Heading – Newton Abbot Town & GWR Museum

Atmospheric Event

Brunel’s connection with Newton Abbot is strong. While working on his Atmospheric Railway system, Brunel based himself in the town, using the Earl of Devon’s architect’s office. In this area of the South West, the atmospheric system is well known, but there is no physical representation of it to see. As a complex scientific principle, the atmospheric system is difficult to explain without a working model to demonstrate it in practise.

Newton Abbot Town & GWR Museum  - The atmospheric event in the gardens of Forde House.

The atmospheric event in the gardens of Forde House.

The Newton Abbot Town & GWR Museum decided to address this by creating a two-day Atmospheric Event to entertain and educate local people in how the atmospheric principle really worked.

The Museum also extended its permanent exhibition at its home base with videos, displays and photographs of Brunel, and displayed the William Dawson watercolours to encourage regular and new visitors to learn more about Brunel and his achievements.

The combination of the exhibition within the museum and by creating a two-day Atmospheric Event (13 and 14 May 2006) held in the house and gardens of Forde House has encouraged a great interest in IK Brunel and engineers in the area. The Museum had many more visitors than usual to the exhibition, some visitors travelling long distances:

Visitor numbers in 2005, Jan to May: 1,009
Visitor numbers in 2006, from mid-Feb to June: 2,489

The Museum also supported Wren Music to develop the Brunel community play ‘A Wonderful Alteration’. As a result, 150 people were involved in the play, including individuals, families, school children, teenagers, the local town band, school bands and the local choir.

For further information, visit the Museum at: and type Newton Abbot into the Search box.

Newton Abbot Town & GWR Museum  - Barometer World Activity.

Barometer World Activity.

Visitor comments from the Atmospheric Event and Community Play

“I at last understand what the atmospheric system was.”

“I never knew Brunel did so many different things.”

“I know all about Brunel now.”
(a small boy!)

“Isn’t it amazing to see a piece of the pipe, wasn’t it big.”

“I don’t want this to finish”
(child in the Brunel play)

“It is wonderful to work with Paul.”

(comment from a Town Band player on Paul Wilson from the Wren Trust)

“It’s been such FUN, I wish we could have the Wren Trust working with us at school, I love doing the junk band and now it will stop again.”

■ Records
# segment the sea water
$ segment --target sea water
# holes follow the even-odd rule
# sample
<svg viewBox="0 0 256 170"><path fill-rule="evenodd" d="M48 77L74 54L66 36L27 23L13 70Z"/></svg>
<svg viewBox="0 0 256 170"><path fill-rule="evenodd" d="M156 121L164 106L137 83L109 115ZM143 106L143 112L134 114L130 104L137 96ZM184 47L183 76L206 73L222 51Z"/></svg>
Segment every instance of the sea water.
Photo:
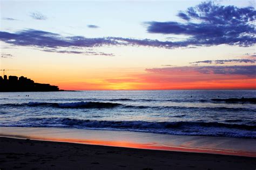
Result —
<svg viewBox="0 0 256 170"><path fill-rule="evenodd" d="M255 90L0 93L0 126L256 139Z"/></svg>

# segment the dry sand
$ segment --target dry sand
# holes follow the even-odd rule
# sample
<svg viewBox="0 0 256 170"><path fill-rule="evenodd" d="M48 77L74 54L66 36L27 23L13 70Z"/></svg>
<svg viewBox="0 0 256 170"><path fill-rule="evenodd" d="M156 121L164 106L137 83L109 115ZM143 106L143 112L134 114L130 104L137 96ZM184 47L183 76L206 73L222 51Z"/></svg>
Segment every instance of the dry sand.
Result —
<svg viewBox="0 0 256 170"><path fill-rule="evenodd" d="M256 158L0 138L2 169L255 169Z"/></svg>

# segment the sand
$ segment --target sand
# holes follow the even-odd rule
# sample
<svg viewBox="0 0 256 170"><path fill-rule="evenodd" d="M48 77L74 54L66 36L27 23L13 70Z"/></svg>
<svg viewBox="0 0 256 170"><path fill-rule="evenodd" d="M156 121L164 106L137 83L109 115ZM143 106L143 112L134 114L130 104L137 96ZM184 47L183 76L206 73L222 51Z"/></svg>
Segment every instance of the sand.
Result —
<svg viewBox="0 0 256 170"><path fill-rule="evenodd" d="M256 158L0 138L1 169L255 169Z"/></svg>

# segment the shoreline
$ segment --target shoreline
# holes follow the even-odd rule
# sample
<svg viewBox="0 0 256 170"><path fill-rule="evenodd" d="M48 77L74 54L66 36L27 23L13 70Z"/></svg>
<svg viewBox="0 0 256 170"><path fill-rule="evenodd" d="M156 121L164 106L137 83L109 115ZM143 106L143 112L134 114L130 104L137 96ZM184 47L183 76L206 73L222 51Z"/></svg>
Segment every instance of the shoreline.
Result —
<svg viewBox="0 0 256 170"><path fill-rule="evenodd" d="M253 169L255 158L0 137L0 168Z"/></svg>
<svg viewBox="0 0 256 170"><path fill-rule="evenodd" d="M55 128L0 127L0 136L39 141L256 158L256 139Z"/></svg>

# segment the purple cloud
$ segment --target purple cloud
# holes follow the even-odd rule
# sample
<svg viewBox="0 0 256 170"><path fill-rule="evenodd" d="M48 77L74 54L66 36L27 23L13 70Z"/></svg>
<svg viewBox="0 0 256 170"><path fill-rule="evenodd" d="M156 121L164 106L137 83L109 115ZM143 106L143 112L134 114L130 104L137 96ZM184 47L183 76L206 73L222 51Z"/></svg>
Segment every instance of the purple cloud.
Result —
<svg viewBox="0 0 256 170"><path fill-rule="evenodd" d="M0 54L0 57L2 58L11 59L12 56L14 56L11 54L1 53Z"/></svg>
<svg viewBox="0 0 256 170"><path fill-rule="evenodd" d="M87 25L87 27L90 29L98 29L99 28L99 26L95 25Z"/></svg>
<svg viewBox="0 0 256 170"><path fill-rule="evenodd" d="M46 20L47 17L39 12L32 12L30 14L32 18L36 20Z"/></svg>
<svg viewBox="0 0 256 170"><path fill-rule="evenodd" d="M224 64L226 62L245 62L245 63L255 63L255 60L251 59L231 59L231 60L205 60L205 61L199 61L193 62L190 62L190 63L205 63L211 64L214 63L215 64Z"/></svg>
<svg viewBox="0 0 256 170"><path fill-rule="evenodd" d="M8 18L8 17L2 18L2 19L8 20L19 20L18 19L14 19L14 18Z"/></svg>
<svg viewBox="0 0 256 170"><path fill-rule="evenodd" d="M146 71L167 74L197 72L206 74L242 75L255 77L256 65L176 67L146 69Z"/></svg>
<svg viewBox="0 0 256 170"><path fill-rule="evenodd" d="M256 41L253 25L256 11L253 7L225 6L203 2L180 11L178 16L185 22L147 22L147 32L189 36L186 40L180 42L185 46L227 44L247 47Z"/></svg>

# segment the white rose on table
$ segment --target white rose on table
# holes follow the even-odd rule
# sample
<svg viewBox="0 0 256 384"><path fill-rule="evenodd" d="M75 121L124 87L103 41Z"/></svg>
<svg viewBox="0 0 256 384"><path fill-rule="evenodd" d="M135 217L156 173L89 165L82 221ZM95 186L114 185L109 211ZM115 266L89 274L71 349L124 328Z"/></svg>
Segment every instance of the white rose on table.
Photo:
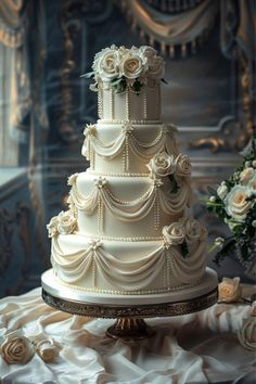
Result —
<svg viewBox="0 0 256 384"><path fill-rule="evenodd" d="M182 222L172 222L170 226L165 226L162 230L166 245L182 244L185 236L185 231Z"/></svg>
<svg viewBox="0 0 256 384"><path fill-rule="evenodd" d="M57 216L53 216L50 220L50 222L47 225L47 229L48 229L48 238L54 238L59 234L57 231L57 226L59 226L59 217Z"/></svg>
<svg viewBox="0 0 256 384"><path fill-rule="evenodd" d="M249 180L253 179L255 175L255 169L253 167L245 168L241 174L240 174L240 182L241 184L247 184Z"/></svg>
<svg viewBox="0 0 256 384"><path fill-rule="evenodd" d="M44 362L53 362L59 356L59 348L52 340L42 340L36 344L36 351Z"/></svg>
<svg viewBox="0 0 256 384"><path fill-rule="evenodd" d="M67 185L74 185L76 183L77 177L78 177L78 174L71 175L67 179Z"/></svg>
<svg viewBox="0 0 256 384"><path fill-rule="evenodd" d="M218 284L219 299L225 303L238 302L242 297L240 278L223 278Z"/></svg>
<svg viewBox="0 0 256 384"><path fill-rule="evenodd" d="M248 187L235 185L225 197L225 209L227 214L238 221L243 221L252 207L251 191Z"/></svg>
<svg viewBox="0 0 256 384"><path fill-rule="evenodd" d="M26 364L35 354L33 344L21 330L5 336L0 351L9 364Z"/></svg>
<svg viewBox="0 0 256 384"><path fill-rule="evenodd" d="M188 242L195 242L202 239L202 234L205 232L200 221L192 217L188 217L183 221L185 230L185 240Z"/></svg>
<svg viewBox="0 0 256 384"><path fill-rule="evenodd" d="M176 162L172 155L166 152L158 153L146 165L153 177L165 177L176 171Z"/></svg>
<svg viewBox="0 0 256 384"><path fill-rule="evenodd" d="M254 177L249 180L248 187L251 189L251 192L256 193L256 172L254 174Z"/></svg>
<svg viewBox="0 0 256 384"><path fill-rule="evenodd" d="M190 176L191 175L191 163L190 157L187 155L179 155L176 158L177 164L177 175L178 176Z"/></svg>
<svg viewBox="0 0 256 384"><path fill-rule="evenodd" d="M223 200L227 196L227 193L229 192L229 189L226 184L221 184L219 185L219 188L217 189L217 195L219 196L219 199Z"/></svg>
<svg viewBox="0 0 256 384"><path fill-rule="evenodd" d="M142 56L139 52L128 52L121 57L119 63L120 76L135 80L144 74L148 68L146 61L146 57Z"/></svg>
<svg viewBox="0 0 256 384"><path fill-rule="evenodd" d="M243 319L242 328L238 333L239 341L248 350L256 350L256 317Z"/></svg>
<svg viewBox="0 0 256 384"><path fill-rule="evenodd" d="M77 228L77 219L71 210L62 210L57 216L57 232L60 234L71 234Z"/></svg>
<svg viewBox="0 0 256 384"><path fill-rule="evenodd" d="M102 81L111 81L120 77L119 53L116 48L108 48L97 56L93 63L93 71Z"/></svg>

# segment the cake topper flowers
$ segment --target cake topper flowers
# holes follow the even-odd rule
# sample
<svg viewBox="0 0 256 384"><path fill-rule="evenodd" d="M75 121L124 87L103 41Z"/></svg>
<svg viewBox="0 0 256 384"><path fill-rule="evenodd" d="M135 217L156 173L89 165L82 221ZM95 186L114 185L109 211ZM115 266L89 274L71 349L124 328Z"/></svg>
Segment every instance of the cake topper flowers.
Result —
<svg viewBox="0 0 256 384"><path fill-rule="evenodd" d="M104 85L113 88L116 93L121 93L129 87L139 94L148 79L162 79L166 82L163 79L164 60L148 46L130 49L116 46L105 48L95 55L92 69L81 77L94 80L90 86L93 91Z"/></svg>
<svg viewBox="0 0 256 384"><path fill-rule="evenodd" d="M242 152L243 163L217 190L208 189L207 208L223 220L231 234L217 238L210 251L218 249L215 261L219 264L232 253L251 274L255 273L256 249L256 135Z"/></svg>

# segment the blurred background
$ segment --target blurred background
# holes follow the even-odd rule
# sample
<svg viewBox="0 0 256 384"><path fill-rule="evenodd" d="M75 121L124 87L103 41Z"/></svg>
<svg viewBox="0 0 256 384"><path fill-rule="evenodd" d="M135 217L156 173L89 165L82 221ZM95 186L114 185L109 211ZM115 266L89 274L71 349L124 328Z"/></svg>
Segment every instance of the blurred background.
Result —
<svg viewBox="0 0 256 384"><path fill-rule="evenodd" d="M254 125L255 1L0 1L0 297L40 285L50 267L46 223L65 209L97 95L80 78L111 44L149 44L166 61L163 120L191 156L194 214L209 244L228 230L207 213L207 187L241 162ZM247 271L235 257L219 277Z"/></svg>

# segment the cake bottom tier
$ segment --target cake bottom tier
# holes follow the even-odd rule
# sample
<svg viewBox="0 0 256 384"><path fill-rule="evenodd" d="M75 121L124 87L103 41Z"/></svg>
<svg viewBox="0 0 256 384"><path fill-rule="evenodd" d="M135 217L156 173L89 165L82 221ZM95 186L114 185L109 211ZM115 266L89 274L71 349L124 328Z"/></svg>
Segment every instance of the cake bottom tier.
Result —
<svg viewBox="0 0 256 384"><path fill-rule="evenodd" d="M62 285L113 295L152 295L196 285L205 272L205 242L185 256L163 240L52 239L51 263Z"/></svg>

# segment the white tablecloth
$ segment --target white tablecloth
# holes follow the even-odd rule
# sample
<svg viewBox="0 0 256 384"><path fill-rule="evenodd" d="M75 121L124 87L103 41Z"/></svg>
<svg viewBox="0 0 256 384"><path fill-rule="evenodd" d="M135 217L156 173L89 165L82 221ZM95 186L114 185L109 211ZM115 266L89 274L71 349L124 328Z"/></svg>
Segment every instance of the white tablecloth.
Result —
<svg viewBox="0 0 256 384"><path fill-rule="evenodd" d="M245 349L236 331L249 305L216 304L176 318L148 319L156 333L140 342L105 336L113 320L72 316L49 307L40 287L0 300L0 336L23 329L60 343L55 362L35 354L25 366L0 357L1 384L165 384L255 383L255 351Z"/></svg>

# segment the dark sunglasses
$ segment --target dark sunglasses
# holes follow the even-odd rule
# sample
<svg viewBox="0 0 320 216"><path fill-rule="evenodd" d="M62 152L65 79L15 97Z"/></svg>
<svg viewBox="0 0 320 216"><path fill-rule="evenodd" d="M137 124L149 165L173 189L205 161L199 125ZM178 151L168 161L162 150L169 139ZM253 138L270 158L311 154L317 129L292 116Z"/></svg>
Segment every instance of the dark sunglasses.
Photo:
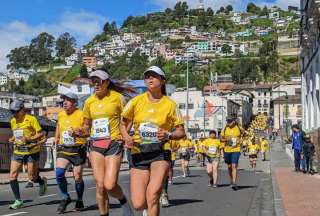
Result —
<svg viewBox="0 0 320 216"><path fill-rule="evenodd" d="M91 79L91 84L92 85L102 85L104 81L105 80L101 80L101 79Z"/></svg>

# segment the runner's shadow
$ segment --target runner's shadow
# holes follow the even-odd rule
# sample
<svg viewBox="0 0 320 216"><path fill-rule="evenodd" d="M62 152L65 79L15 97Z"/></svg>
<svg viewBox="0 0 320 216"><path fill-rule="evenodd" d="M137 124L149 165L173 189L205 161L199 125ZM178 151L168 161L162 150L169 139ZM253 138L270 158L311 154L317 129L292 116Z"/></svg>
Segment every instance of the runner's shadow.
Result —
<svg viewBox="0 0 320 216"><path fill-rule="evenodd" d="M218 184L218 187L229 187L230 184Z"/></svg>
<svg viewBox="0 0 320 216"><path fill-rule="evenodd" d="M238 186L238 190L244 190L244 189L249 189L249 188L256 188L257 186L252 186L252 185L240 185Z"/></svg>
<svg viewBox="0 0 320 216"><path fill-rule="evenodd" d="M32 202L32 200L23 200L23 203L29 203L29 202ZM10 205L12 203L13 203L12 200L0 201L0 206Z"/></svg>
<svg viewBox="0 0 320 216"><path fill-rule="evenodd" d="M197 200L197 199L173 199L170 200L170 206L179 206L179 205L186 205L191 203L199 203L203 202L203 200Z"/></svg>
<svg viewBox="0 0 320 216"><path fill-rule="evenodd" d="M196 178L196 177L200 177L201 175L189 175L187 178Z"/></svg>
<svg viewBox="0 0 320 216"><path fill-rule="evenodd" d="M120 204L110 204L109 206L110 209L115 209L115 208L121 208L121 205ZM81 210L81 212L85 212L85 211L94 211L94 210L98 210L98 205L97 204L94 204L94 205L90 205L90 206L87 206L85 207L84 209ZM73 211L69 211L70 212L73 212ZM68 213L68 212L66 212Z"/></svg>
<svg viewBox="0 0 320 216"><path fill-rule="evenodd" d="M193 184L192 182L174 182L172 185L185 185L185 184Z"/></svg>

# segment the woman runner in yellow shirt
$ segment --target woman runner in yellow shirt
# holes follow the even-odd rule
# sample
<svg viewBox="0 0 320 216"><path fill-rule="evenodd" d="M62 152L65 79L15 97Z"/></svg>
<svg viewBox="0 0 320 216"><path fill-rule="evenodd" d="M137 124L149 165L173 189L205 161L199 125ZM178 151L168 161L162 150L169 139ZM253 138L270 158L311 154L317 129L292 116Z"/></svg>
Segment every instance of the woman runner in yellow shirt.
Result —
<svg viewBox="0 0 320 216"><path fill-rule="evenodd" d="M10 121L13 137L9 143L13 144L13 155L10 165L10 186L15 197L15 202L10 209L19 209L23 206L20 197L18 176L24 163L28 166L28 176L32 181L39 183L39 195L43 196L47 191L47 180L39 176L40 142L44 137L39 121L36 117L27 114L24 102L14 100L10 104L13 118Z"/></svg>
<svg viewBox="0 0 320 216"><path fill-rule="evenodd" d="M133 212L129 202L118 184L123 152L120 118L124 99L120 93L126 93L129 89L112 82L103 69L93 71L90 79L94 94L84 103L84 129L92 139L90 161L96 180L100 215L109 215L110 195L119 200L123 215L131 216Z"/></svg>
<svg viewBox="0 0 320 216"><path fill-rule="evenodd" d="M183 177L190 175L189 161L190 161L190 148L192 148L192 143L187 137L179 140L179 158L181 160L181 169L183 172Z"/></svg>
<svg viewBox="0 0 320 216"><path fill-rule="evenodd" d="M69 163L73 165L73 176L77 201L74 210L80 211L84 208L82 197L84 182L82 180L83 164L86 162L86 137L82 137L83 112L77 108L78 97L68 92L61 95L63 109L58 114L58 123L55 134L55 146L57 149L56 180L60 190L60 201L57 212L65 212L67 205L71 203L68 193L68 182L65 177L66 167Z"/></svg>
<svg viewBox="0 0 320 216"><path fill-rule="evenodd" d="M159 199L170 168L169 140L184 137L183 119L174 101L166 96L165 74L156 66L144 72L147 92L133 98L122 113L122 136L131 147L131 201L136 210L160 214ZM128 134L128 125L134 136ZM175 128L174 132L173 129Z"/></svg>
<svg viewBox="0 0 320 216"><path fill-rule="evenodd" d="M259 150L258 139L253 138L252 142L248 145L249 161L253 171L256 171Z"/></svg>
<svg viewBox="0 0 320 216"><path fill-rule="evenodd" d="M207 173L209 176L209 186L217 187L218 168L220 161L220 140L216 138L216 131L209 132L209 138L203 141L207 159Z"/></svg>

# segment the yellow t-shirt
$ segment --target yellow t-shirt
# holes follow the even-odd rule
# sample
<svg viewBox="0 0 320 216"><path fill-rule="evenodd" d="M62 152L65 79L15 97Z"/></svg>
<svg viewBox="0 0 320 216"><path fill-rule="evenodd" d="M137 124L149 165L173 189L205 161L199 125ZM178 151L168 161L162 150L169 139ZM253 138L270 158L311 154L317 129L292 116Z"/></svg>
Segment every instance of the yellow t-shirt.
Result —
<svg viewBox="0 0 320 216"><path fill-rule="evenodd" d="M148 93L136 96L128 102L122 112L122 117L133 122L134 142L157 142L156 132L159 128L172 131L176 126L183 124L182 116L176 103L167 96L158 102L151 102ZM163 149L168 150L168 145ZM140 153L137 146L131 149L132 154Z"/></svg>
<svg viewBox="0 0 320 216"><path fill-rule="evenodd" d="M258 151L260 150L260 147L259 145L255 144L255 145L248 145L248 152L249 152L249 155L256 155L258 154Z"/></svg>
<svg viewBox="0 0 320 216"><path fill-rule="evenodd" d="M260 145L261 145L261 151L265 152L268 150L269 143L267 140L261 140Z"/></svg>
<svg viewBox="0 0 320 216"><path fill-rule="evenodd" d="M204 144L203 144L203 142L204 142L204 140L202 140L202 141L199 140L199 142L198 142L198 153L200 153L200 154L204 153L204 149L203 149Z"/></svg>
<svg viewBox="0 0 320 216"><path fill-rule="evenodd" d="M83 112L79 109L75 110L71 115L65 111L58 114L59 127L59 144L65 146L79 146L86 143L86 138L73 138L69 135L68 130L78 129L83 125Z"/></svg>
<svg viewBox="0 0 320 216"><path fill-rule="evenodd" d="M236 125L233 128L226 126L226 128L221 131L221 136L227 139L227 142L224 143L225 152L240 152L241 129L239 126Z"/></svg>
<svg viewBox="0 0 320 216"><path fill-rule="evenodd" d="M206 155L209 157L219 157L221 146L219 139L207 138L203 141L203 145L206 147Z"/></svg>
<svg viewBox="0 0 320 216"><path fill-rule="evenodd" d="M175 148L178 146L178 141L177 140L170 140L170 150L171 150L171 160L176 160L177 159L177 152L174 151Z"/></svg>
<svg viewBox="0 0 320 216"><path fill-rule="evenodd" d="M124 106L123 96L113 90L101 100L93 94L84 103L83 116L92 120L91 138L121 139L120 118Z"/></svg>
<svg viewBox="0 0 320 216"><path fill-rule="evenodd" d="M13 131L13 135L15 137L15 147L14 153L19 155L29 155L34 154L40 151L40 146L36 145L35 147L31 148L30 151L22 151L19 146L25 145L19 141L23 136L30 138L37 133L42 131L42 128L39 124L39 121L36 117L26 114L24 119L21 122L17 122L17 119L13 117L10 121L11 129ZM30 144L28 146L33 146L35 144ZM20 148L20 150L19 150Z"/></svg>

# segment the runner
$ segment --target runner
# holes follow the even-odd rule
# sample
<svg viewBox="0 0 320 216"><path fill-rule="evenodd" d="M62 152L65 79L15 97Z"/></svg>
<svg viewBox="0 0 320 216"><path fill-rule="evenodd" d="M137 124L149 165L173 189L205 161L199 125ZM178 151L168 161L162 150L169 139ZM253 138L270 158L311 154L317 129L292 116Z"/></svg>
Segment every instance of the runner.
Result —
<svg viewBox="0 0 320 216"><path fill-rule="evenodd" d="M200 165L205 166L205 160L206 160L206 154L205 154L205 148L203 141L205 140L205 137L201 137L199 139L199 154L200 154Z"/></svg>
<svg viewBox="0 0 320 216"><path fill-rule="evenodd" d="M13 137L9 143L14 145L10 165L10 186L15 197L15 202L9 206L10 209L19 209L23 206L20 197L18 176L24 163L28 166L28 176L32 181L39 183L39 196L47 191L47 179L41 178L38 172L40 144L44 136L38 120L27 114L24 103L21 100L14 100L10 104L10 111L13 118L10 121Z"/></svg>
<svg viewBox="0 0 320 216"><path fill-rule="evenodd" d="M185 136L183 120L174 101L166 96L165 74L156 66L144 72L147 92L133 98L122 113L122 136L131 147L131 200L136 210L160 214L159 199L170 168L169 140ZM128 134L133 124L134 136ZM169 132L173 131L174 132ZM144 211L146 212L146 211Z"/></svg>
<svg viewBox="0 0 320 216"><path fill-rule="evenodd" d="M224 161L228 166L230 185L237 190L237 171L240 158L242 129L235 117L228 117L226 127L221 131L221 142L224 143Z"/></svg>
<svg viewBox="0 0 320 216"><path fill-rule="evenodd" d="M82 197L84 182L82 180L83 164L86 162L86 138L82 135L83 112L77 108L78 97L74 93L62 94L63 109L58 114L58 123L55 134L55 146L57 149L56 180L60 190L60 201L57 212L63 214L71 203L68 193L68 182L65 177L66 168L73 165L73 176L77 201L74 210L84 208Z"/></svg>
<svg viewBox="0 0 320 216"><path fill-rule="evenodd" d="M133 215L118 184L123 152L120 116L124 99L120 93L126 93L129 89L111 81L110 75L102 69L93 71L90 79L95 93L84 104L84 129L85 134L90 135L93 140L90 162L96 180L96 199L100 215L109 215L108 195L119 200L123 215Z"/></svg>
<svg viewBox="0 0 320 216"><path fill-rule="evenodd" d="M260 147L258 145L258 139L253 138L251 143L249 143L248 145L249 161L253 171L256 171L259 150L260 150Z"/></svg>
<svg viewBox="0 0 320 216"><path fill-rule="evenodd" d="M170 151L171 151L171 165L169 169L168 178L166 178L164 184L163 184L163 190L160 197L160 204L162 207L168 207L170 205L169 203L169 195L168 195L168 185L172 184L173 180L173 167L176 160L176 151L178 150L179 146L177 144L176 140L170 140L165 145L170 145Z"/></svg>
<svg viewBox="0 0 320 216"><path fill-rule="evenodd" d="M221 143L220 140L216 138L215 130L209 132L209 138L205 139L203 144L206 152L209 186L217 187Z"/></svg>
<svg viewBox="0 0 320 216"><path fill-rule="evenodd" d="M260 147L261 147L262 161L266 161L267 151L269 149L269 142L265 137L261 138Z"/></svg>
<svg viewBox="0 0 320 216"><path fill-rule="evenodd" d="M191 147L192 143L189 139L187 139L187 137L179 140L179 158L181 159L181 169L184 178L190 175L189 161Z"/></svg>

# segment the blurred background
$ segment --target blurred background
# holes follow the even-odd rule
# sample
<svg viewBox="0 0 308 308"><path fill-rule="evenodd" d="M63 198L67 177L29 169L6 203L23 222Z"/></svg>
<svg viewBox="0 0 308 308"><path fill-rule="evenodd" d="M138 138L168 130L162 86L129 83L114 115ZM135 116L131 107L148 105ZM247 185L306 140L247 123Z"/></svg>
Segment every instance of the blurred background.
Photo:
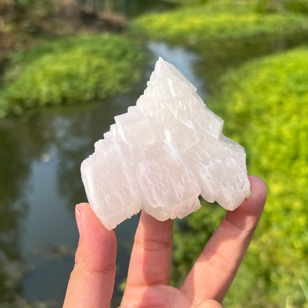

■ Set exercise
Write out the passage about the Newton Abbot museum's Atmospheric Event word for word, starting with "Visitor numbers in 2005, Jan" and going on through "the local choir.". The material that comes after the museum passage is separate from it.

■ Exercise solution
Visitor numbers in 2005, Jan to May: 1,009
Visitor numbers in 2006, from mid-Feb to June: 2,489

The Museum also supported Wren Music to develop the Brunel community play ‘A Wonderful Alteration’. As a result, 150 people were involved in the play, including individuals, families, school children, teenagers, the local town band, school bands and the local choir.